═════ EXTRACT TO READ ═════

NNAMDIThat is Zia Haider Rahman reading from his debut novel, "In the Light of What We Know." And I wanted you to read to the point where we would first in the novel encounter Zafar, because in many ways this is Zafar and the narrator's story. Our narrator, who remains nameless, and Zafar meet in college, developed a bond despite vast differences in their background. What inspired you to put a friendship, one that you closely examine and parse at the center of this novel rather than a romantic relationship or a family relationship?
RAHMANThat's a very good question. There's no doubt I'm interested in all the relationships that we find in this novel. But I think the fraternal relationship is a somewhat more perplexing one than a romantic relationship. A romantic relationship has something biological about, there's something inevitable about. On the other hand, the fraternal friendships that we all have, they have a quality -- there's -- at root, there is a mysterious transactional quality. I mean, I use the word transaction…
NNAMDIBecause there's a negotiation to it.
RAHMANThere's a negotiation that takes place. And the other thing is, this novel at its heart has a betrayal. Now betrayal in the context of a romantic relationship. There's nothing surprising about that. But in a fraternal relationship, there is something surprising about betrayal. There's something that, you know, it blindsides you. And, of course, in a romantic relationship, it's an ever-present threat.
RAHMANIt's something that -- I don't know about you, but, you know, it's what you see if you're waiting for -- if you're in this doctor's waiting room and you flick through any magazine. You know, half the stories are about that. So it's ever present. Whereas betrayal in the context of friendship is rather more mysterious.

═════ DATA SECTION ═════

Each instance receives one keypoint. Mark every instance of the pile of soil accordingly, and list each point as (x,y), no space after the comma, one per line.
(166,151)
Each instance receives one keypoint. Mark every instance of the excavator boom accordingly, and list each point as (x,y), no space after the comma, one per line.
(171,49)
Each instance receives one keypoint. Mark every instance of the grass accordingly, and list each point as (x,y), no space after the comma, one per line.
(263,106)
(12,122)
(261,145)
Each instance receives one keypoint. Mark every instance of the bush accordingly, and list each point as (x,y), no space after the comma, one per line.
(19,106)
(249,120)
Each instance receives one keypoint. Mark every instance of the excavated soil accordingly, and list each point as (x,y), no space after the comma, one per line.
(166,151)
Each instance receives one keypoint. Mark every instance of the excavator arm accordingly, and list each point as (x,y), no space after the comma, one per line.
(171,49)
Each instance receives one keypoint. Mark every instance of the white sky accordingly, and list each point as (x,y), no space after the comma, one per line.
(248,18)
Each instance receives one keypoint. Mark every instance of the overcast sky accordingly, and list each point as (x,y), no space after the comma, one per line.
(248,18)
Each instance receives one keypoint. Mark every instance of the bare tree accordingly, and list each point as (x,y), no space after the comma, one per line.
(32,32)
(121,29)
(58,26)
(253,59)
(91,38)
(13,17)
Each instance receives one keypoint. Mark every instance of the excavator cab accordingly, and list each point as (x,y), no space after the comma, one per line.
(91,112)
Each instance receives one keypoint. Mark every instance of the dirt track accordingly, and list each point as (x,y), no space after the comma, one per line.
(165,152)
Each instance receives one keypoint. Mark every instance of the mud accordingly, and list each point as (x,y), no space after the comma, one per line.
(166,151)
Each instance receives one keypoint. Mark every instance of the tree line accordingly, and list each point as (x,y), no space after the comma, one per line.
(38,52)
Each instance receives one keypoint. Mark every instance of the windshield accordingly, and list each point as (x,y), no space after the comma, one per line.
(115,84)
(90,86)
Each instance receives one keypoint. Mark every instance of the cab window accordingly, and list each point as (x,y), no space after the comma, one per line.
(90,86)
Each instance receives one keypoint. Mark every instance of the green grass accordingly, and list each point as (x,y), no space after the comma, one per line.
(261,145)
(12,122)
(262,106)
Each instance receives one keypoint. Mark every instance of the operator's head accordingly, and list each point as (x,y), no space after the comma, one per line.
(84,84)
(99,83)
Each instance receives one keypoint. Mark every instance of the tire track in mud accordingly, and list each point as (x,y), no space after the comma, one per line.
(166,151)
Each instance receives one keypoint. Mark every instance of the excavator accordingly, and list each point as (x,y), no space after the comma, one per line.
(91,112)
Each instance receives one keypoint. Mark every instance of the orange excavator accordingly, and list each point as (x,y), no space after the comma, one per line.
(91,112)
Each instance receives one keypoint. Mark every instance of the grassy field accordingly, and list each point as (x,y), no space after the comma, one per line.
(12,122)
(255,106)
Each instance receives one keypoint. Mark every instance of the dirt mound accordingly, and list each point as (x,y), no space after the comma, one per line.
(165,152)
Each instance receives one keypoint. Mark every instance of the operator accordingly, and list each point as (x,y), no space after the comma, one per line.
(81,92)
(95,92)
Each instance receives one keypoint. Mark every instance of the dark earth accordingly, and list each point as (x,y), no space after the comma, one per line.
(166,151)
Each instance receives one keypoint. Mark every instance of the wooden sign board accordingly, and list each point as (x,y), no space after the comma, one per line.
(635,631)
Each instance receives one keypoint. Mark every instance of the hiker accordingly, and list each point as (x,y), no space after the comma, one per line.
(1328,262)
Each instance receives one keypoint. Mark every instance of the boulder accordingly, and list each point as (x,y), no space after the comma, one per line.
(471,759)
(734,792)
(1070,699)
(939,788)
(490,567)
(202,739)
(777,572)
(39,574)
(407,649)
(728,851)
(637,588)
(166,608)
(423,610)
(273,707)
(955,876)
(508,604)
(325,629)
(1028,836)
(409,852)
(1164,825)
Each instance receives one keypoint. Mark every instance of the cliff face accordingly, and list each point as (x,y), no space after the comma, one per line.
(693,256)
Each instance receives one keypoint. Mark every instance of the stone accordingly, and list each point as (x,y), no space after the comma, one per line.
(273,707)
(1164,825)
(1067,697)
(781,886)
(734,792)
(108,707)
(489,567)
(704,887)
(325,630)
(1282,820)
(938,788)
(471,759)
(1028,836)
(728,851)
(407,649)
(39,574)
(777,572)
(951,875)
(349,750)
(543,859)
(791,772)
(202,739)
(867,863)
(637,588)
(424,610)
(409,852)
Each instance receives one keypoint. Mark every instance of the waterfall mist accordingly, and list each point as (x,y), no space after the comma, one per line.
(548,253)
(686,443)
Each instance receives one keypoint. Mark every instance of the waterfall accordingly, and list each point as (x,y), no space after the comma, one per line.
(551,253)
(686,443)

═════

PARTS OF THE EXERCISE =>
A. In the interview, what is the title of Zia Haider Rahman's debut novel?
B. According to the interview, why does Rahman find betrayal between friends more surprising than betrayal in a romantic relationship? Answer in one to three sentences.
C. Extend the interview about the novel past its last sentence.
The records play no part in what comes next.

ANSWERS FOR THE TASKS =>
A. It is "In the Light of What We Know."

B. In a romantic relationship, betrayal is an ever-present threat, the subject of half the stories in any waiting-room magazine, so it holds nothing surprising. In a fraternal friendship, betrayal blindsides you and is rather more mysterious.

C.
NNAMDII know. It just drew me in to think of a friend who had a significant influence on my life but whom I haven't seen for a few years, showing up on my doorstep in a state that made it initially unrecognizable. That just kind of pulled me right in. Of course, one thing people always want to know from authors is how much of them we might see in their characters. Your resume certainly overlaps with both Zafar's and our unnamed narrators. Tell us a little bit about your career of art before you began writing and whether those overlaps are the only ones you share with your characters.
RAHMANWell, yeah, it's certainly true that, you know, I draw on my own experiences. I spend some years in graduate school. I started various different subjects, mathematics, economics, law and I went on to Wall Street. I worked at Goldman Sachs, a derivatives trader. I was a corporate lawyer, advising financial institutions on regulations and I was a human rights lawyer suing multinationals for corruption in Africa and did other things as well.
RAHMANI mean, in between all of that. And so there are definitely connections between me and the characters. I think that it's inevitable that you draw on your own experiences. After all, Philip Roth didn't write a novel about, you know, modern Turks in Istanbul and Nora (word?) didn't write about Trinidadians settling in England and V.S. Naipaul didn't write about Jews in New Jersey in the 1950s. We write what we know.
NNAMDIYou mean "Portnoy's Complaint" wasn't about that?
RAHMANExactly.
NNAMDIYou were born in Bangladesh and educated in at least three different countries, which may help to explain the breadth of this novel. And believe me, listeners, the breadth of this novel is breathtaking, to use a bad pun, the publishing world and many readers have a strong impulse to categorize authors...
RAHMANYeah.
NNAMDI...whether by genre or by geography. And I wonder if that's an idea that you embrace or one that you would like to push back against.
RAHMANI would -- well, there are certain categories I definitely want to push back against. But I understand how those categories, you know, are imposed. I mean, the categories I'm talking about are these regional geographic categories. The idea that a South Asian writer writes about South Asian and is a South Asian writer, an Indian writer or a Bangladeshi writer or a Caribbean writer can only write about the Caribbean. There is a sense in which you -- I mean, you'll see this in the publishing world. But I'm a newcomer and I'm sure I shouldn't be saying this...
NNAMDINo, but you're a world writer.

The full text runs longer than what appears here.